— PROBLEM TO WORK ON —
The data below should be repeated exactly and in full.

(Referring expression pointing data)
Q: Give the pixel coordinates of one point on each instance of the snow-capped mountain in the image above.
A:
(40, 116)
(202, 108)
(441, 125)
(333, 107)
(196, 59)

— WRITTEN ANSWER —
Q: Give the pixel coordinates of one point on each instance of the snow-capped mountain in the image above.
A:
(40, 116)
(202, 108)
(441, 125)
(333, 107)
(196, 59)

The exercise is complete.